• _THE TASK_: List each line in the material below that contains the string "face". Count only matches with the same uppercase and lowercase letters.

• _PROVIDED DATA_:
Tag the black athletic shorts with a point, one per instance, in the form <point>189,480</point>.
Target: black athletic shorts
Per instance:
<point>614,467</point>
...
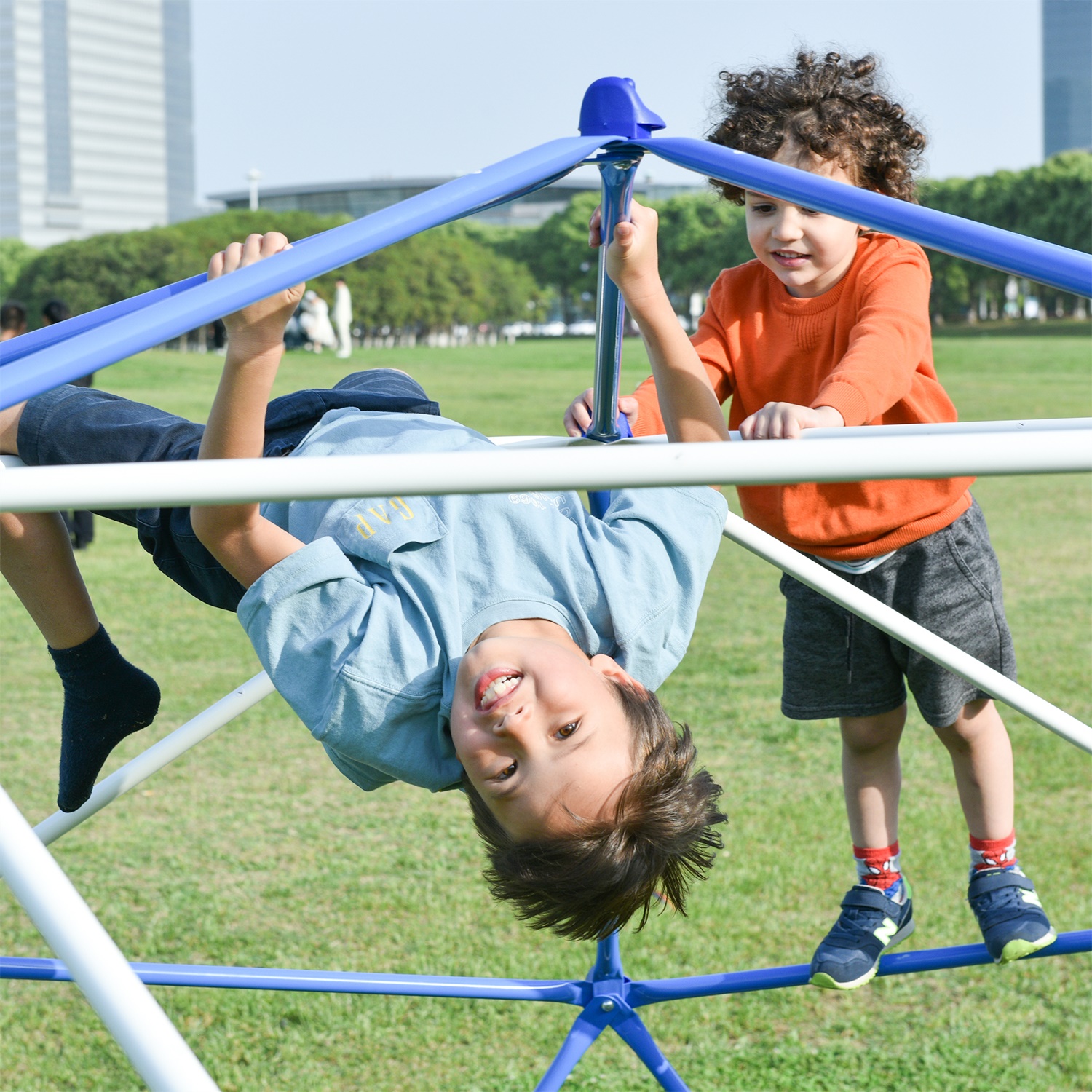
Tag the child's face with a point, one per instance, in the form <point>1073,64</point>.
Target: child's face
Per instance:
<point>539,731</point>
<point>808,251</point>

• _WRITTEN RESPONSE_:
Tag the child's face with a point, one per instance, in the form <point>1073,64</point>.
Target: child's face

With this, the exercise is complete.